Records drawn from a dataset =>

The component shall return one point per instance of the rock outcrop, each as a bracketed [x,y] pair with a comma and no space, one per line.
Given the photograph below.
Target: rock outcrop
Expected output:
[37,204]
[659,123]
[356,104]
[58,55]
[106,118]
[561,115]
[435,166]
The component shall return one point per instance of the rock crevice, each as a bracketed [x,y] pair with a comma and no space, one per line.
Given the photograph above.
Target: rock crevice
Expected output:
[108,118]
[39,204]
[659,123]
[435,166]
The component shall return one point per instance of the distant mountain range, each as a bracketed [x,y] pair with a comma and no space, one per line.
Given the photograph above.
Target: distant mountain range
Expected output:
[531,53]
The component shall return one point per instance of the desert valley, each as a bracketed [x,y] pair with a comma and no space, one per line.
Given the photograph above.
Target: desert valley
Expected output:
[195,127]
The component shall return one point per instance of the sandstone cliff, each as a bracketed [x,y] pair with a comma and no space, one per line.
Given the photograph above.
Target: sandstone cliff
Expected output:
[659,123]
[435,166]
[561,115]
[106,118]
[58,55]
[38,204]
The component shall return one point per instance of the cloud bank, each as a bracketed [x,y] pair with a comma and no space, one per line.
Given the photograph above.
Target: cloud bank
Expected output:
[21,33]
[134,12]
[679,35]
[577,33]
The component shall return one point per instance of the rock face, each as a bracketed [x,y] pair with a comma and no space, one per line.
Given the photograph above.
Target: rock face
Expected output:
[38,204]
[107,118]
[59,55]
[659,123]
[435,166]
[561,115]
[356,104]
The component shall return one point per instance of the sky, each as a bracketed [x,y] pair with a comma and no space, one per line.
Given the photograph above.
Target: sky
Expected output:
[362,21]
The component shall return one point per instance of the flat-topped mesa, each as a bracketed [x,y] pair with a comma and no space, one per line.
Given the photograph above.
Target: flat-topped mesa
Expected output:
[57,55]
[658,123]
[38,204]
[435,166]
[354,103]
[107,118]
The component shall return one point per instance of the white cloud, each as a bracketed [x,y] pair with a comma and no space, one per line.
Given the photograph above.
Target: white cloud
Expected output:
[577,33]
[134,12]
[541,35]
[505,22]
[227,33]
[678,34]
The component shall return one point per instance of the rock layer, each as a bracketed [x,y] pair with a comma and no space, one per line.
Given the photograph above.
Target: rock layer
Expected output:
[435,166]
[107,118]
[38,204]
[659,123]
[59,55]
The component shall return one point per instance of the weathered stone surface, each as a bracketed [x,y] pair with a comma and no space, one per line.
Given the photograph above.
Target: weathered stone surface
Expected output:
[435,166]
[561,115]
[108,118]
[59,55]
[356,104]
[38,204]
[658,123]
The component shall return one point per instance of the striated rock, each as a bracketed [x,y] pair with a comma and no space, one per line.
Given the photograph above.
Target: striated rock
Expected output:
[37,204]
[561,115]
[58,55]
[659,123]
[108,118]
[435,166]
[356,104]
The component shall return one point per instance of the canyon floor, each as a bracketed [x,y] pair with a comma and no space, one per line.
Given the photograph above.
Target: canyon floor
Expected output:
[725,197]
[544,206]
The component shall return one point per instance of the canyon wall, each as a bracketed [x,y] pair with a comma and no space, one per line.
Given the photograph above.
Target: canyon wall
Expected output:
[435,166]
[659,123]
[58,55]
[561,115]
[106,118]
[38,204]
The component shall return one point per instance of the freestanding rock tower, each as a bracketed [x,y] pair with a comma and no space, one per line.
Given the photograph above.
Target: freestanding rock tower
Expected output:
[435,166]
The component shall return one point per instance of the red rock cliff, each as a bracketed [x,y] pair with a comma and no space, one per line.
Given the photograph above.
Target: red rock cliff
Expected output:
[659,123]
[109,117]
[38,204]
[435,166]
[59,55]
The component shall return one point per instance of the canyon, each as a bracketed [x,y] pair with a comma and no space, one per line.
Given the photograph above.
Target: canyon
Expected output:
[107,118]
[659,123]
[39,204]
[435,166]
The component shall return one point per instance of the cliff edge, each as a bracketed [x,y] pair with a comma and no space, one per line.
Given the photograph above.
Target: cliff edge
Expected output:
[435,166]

YOUR TASK => Having read the entries above, set each one down again exactly.

SOLUTION BELOW =>
The component shall return one point per instance of the rock outcrop, each as a bracketed [x,y] pair with a comma and no space, one per line.
Given the photograph below.
Target: rock outcrop
Expected output:
[37,204]
[659,123]
[356,104]
[58,55]
[106,118]
[561,115]
[435,166]
The component shall return one point per instance of the rock crevice, each as a bracketed [x,y] pair with a comma and no space, one per line.
Given the photograph above.
Target: rock crevice
Expected output:
[108,118]
[39,204]
[659,123]
[435,166]
The component shall return one point per instance of the distant mountain range, each as a bracketed [x,y] pair with a comma and no space, one per line.
Given the photograph above.
Target: distant mountain range
Expected output:
[531,53]
The component shall return one point per instance of the desert valley, each as a bracketed [x,y] pair with a comma and no space, one per line.
Given the photograph above.
Target: desert valley
Expected output:
[195,127]
The component shall return one point per instance of the sandstone cliff, each as a bracketed [x,y] pair with a comma and no space, one per line.
Given the photograph above.
Target: sandstone cliff
Expected output:
[659,123]
[435,166]
[561,115]
[106,118]
[58,55]
[38,204]
The component shall return one point per instance of the cloud bank, each as a bracketed [x,y] pair with a comma and no space, one per line.
Given the photograph above.
Target: cloud bank
Expected output:
[21,33]
[134,12]
[679,35]
[577,33]
The component shall return one point per instance of the rock face, each as a bracketed [x,y] pair with a comma and no space, one per line.
Given the photograph above.
Target: rock face
Expected output:
[38,204]
[107,118]
[59,55]
[659,123]
[435,166]
[561,115]
[356,104]
The component shall return one point per instance of the sky, each as a bracketed [x,y] pair with a comma and no space, one per line.
Given the photograph above.
Target: sky
Expected output:
[362,21]
The component shall return one point per instance of the flat-topped mesa, each as a bracketed [x,y] pair with a comma and no space, one per line.
Given the photograph above.
Target: flat-topped mesa
Expected output:
[57,55]
[658,123]
[38,204]
[435,166]
[354,103]
[107,118]
The component shall return one point per instance of the white cloud, each as a bracketed [x,y] pair with a comma and no space, one per line.
Given the photograph above.
Target: white cloud
Expected output:
[577,33]
[134,12]
[541,35]
[505,22]
[227,33]
[678,34]
The component shall return one point per instance of the rock layer, each as a bracketed [x,y] pair with a comma and no space, one per line.
Given the photograph above.
Target: rock layer
Expected output:
[435,166]
[107,118]
[38,204]
[659,123]
[59,55]
The component shall return one point per instance of the weathered stone surface, each as a bracketed [x,y] pair with a comma and no space, one per line.
Given the photograph above.
Target: weathered stone surface
Expected output:
[435,166]
[561,115]
[108,118]
[59,55]
[356,104]
[38,204]
[658,123]
The component shall return one point per instance of the striated rock, each as a bracketed [x,y] pair with a comma and no space, one per line.
Given the photograph above.
Target: striated rock
Expected output:
[37,204]
[561,115]
[58,55]
[659,123]
[108,118]
[435,166]
[356,104]
The component shall return one point per instance of the canyon floor, each as a bracketed [x,y] pair with a comma and no space, one per line.
Given the photograph above.
Target: canyon floor
Expected output:
[725,197]
[544,206]
The component shall return one point per instance of the canyon wall, each as a bracketed [x,y] pair with a comma and no space, one per line.
Given the photograph above.
Target: canyon wall
Expected output:
[435,166]
[659,123]
[58,55]
[561,115]
[106,118]
[38,204]
The component shall return one point per instance of the freestanding rock tower, each as a bracketed [x,y] pair with a comma and no space, one per line.
Given the photograph above.
Target: freestanding rock tower
Expected output:
[435,166]
The component shall return one point per instance of the red rock cliff, each as a bracketed [x,y] pair with a comma and no space, one per line.
Given the photograph above.
Target: red rock cliff
Expected output:
[659,123]
[109,117]
[38,204]
[435,166]
[59,55]
The component shall return one point per instance of the canyon, each as a bracketed [x,y] pair with a comma and no space, one per line.
Given the photograph above.
Target: canyon
Expected output:
[107,118]
[659,123]
[39,204]
[435,166]
The component shall return one point per instance of the cliff edge, each as a bracketed [x,y] pair with a comma and no space, one per line.
Given the photograph above.
Target: cliff edge
Expected output:
[435,166]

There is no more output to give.